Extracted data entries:
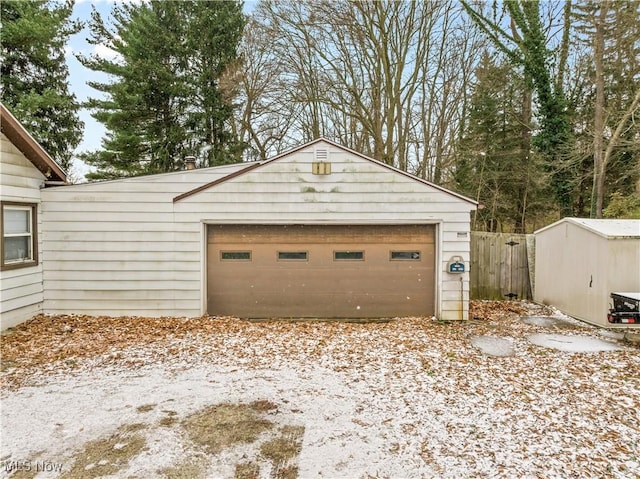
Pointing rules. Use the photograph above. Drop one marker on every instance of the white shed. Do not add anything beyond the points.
(319, 231)
(25, 168)
(580, 262)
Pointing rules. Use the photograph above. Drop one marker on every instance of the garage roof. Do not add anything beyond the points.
(29, 147)
(311, 143)
(608, 228)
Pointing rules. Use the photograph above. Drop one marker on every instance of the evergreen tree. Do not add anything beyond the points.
(163, 102)
(35, 76)
(494, 165)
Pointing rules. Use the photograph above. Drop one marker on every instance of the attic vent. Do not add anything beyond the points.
(322, 154)
(321, 168)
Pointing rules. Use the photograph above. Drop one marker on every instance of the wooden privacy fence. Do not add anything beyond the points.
(502, 265)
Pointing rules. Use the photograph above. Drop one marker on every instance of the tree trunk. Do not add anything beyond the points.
(597, 198)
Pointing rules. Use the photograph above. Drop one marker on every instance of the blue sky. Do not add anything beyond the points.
(79, 75)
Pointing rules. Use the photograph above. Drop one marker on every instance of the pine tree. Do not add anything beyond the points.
(494, 164)
(164, 102)
(35, 75)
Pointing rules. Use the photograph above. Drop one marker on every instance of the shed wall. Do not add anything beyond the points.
(577, 269)
(21, 290)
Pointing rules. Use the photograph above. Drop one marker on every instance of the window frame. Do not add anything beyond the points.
(299, 260)
(335, 252)
(392, 252)
(245, 260)
(33, 212)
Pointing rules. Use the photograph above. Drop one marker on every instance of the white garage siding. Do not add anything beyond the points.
(113, 248)
(136, 246)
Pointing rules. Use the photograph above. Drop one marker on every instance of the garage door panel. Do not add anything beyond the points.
(321, 286)
(324, 306)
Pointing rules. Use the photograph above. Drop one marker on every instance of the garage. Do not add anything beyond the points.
(316, 231)
(328, 271)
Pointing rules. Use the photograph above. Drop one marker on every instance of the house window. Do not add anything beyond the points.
(19, 239)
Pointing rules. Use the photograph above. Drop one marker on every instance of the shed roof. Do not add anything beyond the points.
(20, 137)
(608, 228)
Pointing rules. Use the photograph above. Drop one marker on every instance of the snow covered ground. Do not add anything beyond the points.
(408, 398)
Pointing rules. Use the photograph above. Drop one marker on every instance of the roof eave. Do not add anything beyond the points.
(336, 145)
(31, 149)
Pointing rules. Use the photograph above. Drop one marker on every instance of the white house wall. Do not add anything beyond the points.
(21, 290)
(126, 248)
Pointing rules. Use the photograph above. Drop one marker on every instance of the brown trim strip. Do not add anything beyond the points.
(336, 145)
(216, 182)
(31, 149)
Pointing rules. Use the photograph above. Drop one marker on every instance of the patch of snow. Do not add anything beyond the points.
(572, 344)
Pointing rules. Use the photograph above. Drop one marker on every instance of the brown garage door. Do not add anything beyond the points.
(303, 271)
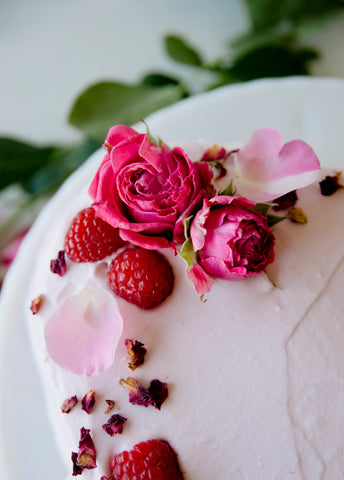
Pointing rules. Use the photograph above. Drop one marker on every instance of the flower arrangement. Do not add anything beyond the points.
(158, 198)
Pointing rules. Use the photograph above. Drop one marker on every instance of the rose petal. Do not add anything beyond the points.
(82, 335)
(265, 171)
(201, 281)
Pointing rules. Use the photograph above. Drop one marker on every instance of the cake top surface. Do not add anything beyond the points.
(87, 175)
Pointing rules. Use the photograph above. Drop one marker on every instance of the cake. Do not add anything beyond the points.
(244, 352)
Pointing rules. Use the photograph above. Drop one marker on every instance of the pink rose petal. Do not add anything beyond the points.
(200, 279)
(82, 335)
(265, 170)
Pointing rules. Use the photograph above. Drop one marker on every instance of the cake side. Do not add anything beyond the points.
(238, 404)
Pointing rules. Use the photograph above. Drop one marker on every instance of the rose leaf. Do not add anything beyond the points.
(109, 103)
(177, 48)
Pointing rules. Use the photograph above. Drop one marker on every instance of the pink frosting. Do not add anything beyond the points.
(145, 190)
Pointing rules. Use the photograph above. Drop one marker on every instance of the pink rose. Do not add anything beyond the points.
(145, 190)
(233, 241)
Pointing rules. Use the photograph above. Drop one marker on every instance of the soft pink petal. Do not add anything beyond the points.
(265, 171)
(82, 335)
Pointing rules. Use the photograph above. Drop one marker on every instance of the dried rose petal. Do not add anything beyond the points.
(159, 393)
(86, 456)
(136, 352)
(154, 395)
(114, 425)
(330, 185)
(69, 404)
(77, 470)
(138, 395)
(87, 452)
(110, 406)
(58, 265)
(297, 215)
(88, 401)
(36, 304)
(285, 201)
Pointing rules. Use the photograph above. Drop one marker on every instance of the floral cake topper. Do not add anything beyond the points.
(148, 191)
(147, 197)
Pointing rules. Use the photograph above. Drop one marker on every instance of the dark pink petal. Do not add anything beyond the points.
(58, 265)
(154, 395)
(88, 401)
(114, 425)
(200, 279)
(82, 335)
(136, 351)
(69, 404)
(87, 453)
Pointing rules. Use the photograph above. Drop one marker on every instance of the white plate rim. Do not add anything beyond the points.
(317, 103)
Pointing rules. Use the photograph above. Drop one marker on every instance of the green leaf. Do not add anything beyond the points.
(19, 160)
(178, 49)
(108, 103)
(264, 13)
(262, 208)
(229, 190)
(157, 79)
(272, 61)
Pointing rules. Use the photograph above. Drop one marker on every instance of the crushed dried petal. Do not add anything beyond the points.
(110, 406)
(285, 201)
(58, 265)
(114, 425)
(136, 352)
(86, 456)
(69, 404)
(88, 401)
(154, 395)
(330, 184)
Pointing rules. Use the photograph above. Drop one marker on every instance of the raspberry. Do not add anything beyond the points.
(154, 460)
(89, 238)
(143, 277)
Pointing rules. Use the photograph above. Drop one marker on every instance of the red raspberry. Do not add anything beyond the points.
(143, 277)
(154, 460)
(89, 238)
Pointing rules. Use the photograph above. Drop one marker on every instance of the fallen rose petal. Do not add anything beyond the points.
(87, 453)
(88, 401)
(82, 335)
(265, 170)
(69, 404)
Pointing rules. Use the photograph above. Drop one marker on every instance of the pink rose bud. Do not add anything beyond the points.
(233, 241)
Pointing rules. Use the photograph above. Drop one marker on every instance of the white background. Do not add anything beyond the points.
(51, 50)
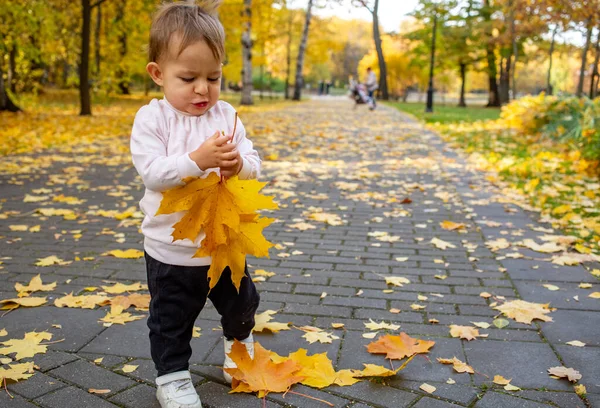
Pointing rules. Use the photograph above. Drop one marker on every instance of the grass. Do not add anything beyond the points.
(447, 114)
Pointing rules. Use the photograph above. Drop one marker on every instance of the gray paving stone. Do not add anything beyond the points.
(71, 397)
(579, 358)
(87, 375)
(499, 400)
(571, 325)
(377, 394)
(16, 402)
(131, 340)
(426, 402)
(525, 363)
(78, 326)
(139, 396)
(37, 385)
(215, 395)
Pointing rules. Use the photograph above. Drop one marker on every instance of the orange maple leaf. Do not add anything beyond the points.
(398, 347)
(261, 374)
(225, 210)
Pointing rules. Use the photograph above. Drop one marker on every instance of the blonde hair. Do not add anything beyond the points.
(190, 23)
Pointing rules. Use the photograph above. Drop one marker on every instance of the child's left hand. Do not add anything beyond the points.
(234, 169)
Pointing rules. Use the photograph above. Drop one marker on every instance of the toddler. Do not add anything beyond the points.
(173, 138)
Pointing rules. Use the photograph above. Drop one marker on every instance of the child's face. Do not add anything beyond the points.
(191, 81)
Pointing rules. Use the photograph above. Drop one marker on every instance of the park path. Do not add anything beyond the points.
(384, 183)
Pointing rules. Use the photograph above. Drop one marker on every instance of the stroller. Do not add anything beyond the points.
(359, 93)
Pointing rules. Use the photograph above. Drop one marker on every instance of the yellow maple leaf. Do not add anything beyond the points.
(464, 332)
(118, 288)
(525, 312)
(263, 322)
(28, 346)
(261, 374)
(116, 315)
(35, 284)
(16, 372)
(400, 346)
(82, 301)
(225, 211)
(25, 302)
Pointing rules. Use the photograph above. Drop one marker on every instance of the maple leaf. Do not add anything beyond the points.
(263, 322)
(51, 260)
(118, 288)
(260, 374)
(226, 212)
(451, 226)
(34, 285)
(464, 332)
(400, 346)
(525, 312)
(140, 301)
(28, 346)
(83, 301)
(16, 372)
(441, 244)
(116, 315)
(127, 254)
(561, 372)
(459, 366)
(381, 326)
(25, 302)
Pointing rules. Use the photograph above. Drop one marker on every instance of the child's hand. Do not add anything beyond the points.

Job ::
Quote, without alteration, the final stretch of the entries: the line with "of the yellow" onward to the last line.

Answer in full ::
Pointing rules. Use the photograph above. Drop one marker on every instance of the yellow maple leaf. Do not add anything beyond the points.
(464, 332)
(118, 288)
(525, 312)
(263, 322)
(28, 346)
(261, 374)
(116, 315)
(35, 284)
(16, 372)
(400, 346)
(82, 301)
(225, 211)
(25, 302)
Pointing rules. Use the photograph above. Drop one marker on every instance of the maple leaf. Do not add anything beyond the points.
(263, 322)
(51, 260)
(118, 288)
(260, 374)
(226, 212)
(451, 226)
(34, 285)
(464, 332)
(400, 346)
(525, 312)
(140, 301)
(28, 346)
(83, 301)
(16, 372)
(441, 244)
(116, 315)
(127, 254)
(561, 372)
(459, 366)
(381, 326)
(25, 302)
Pointing rules. Use the photograph above. Drop one marker on every instance of the child's hand. Do not add anything beyond the points.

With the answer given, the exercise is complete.